» What the task asks
Print every one of the rows below, reproducing each character without change.

====== Provided data

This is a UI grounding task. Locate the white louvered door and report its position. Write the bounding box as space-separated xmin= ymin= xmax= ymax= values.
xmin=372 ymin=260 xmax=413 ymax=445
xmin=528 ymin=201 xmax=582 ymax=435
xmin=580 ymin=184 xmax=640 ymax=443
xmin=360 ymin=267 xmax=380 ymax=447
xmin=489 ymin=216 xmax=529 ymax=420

============

» Exercise solution
This is a UI grounding task. Locate the white louvered door and report its position. Write the bounding box as space-separated xmin= ymin= xmax= ymax= values.
xmin=372 ymin=260 xmax=413 ymax=445
xmin=528 ymin=201 xmax=582 ymax=435
xmin=580 ymin=184 xmax=640 ymax=443
xmin=360 ymin=267 xmax=380 ymax=447
xmin=489 ymin=216 xmax=529 ymax=420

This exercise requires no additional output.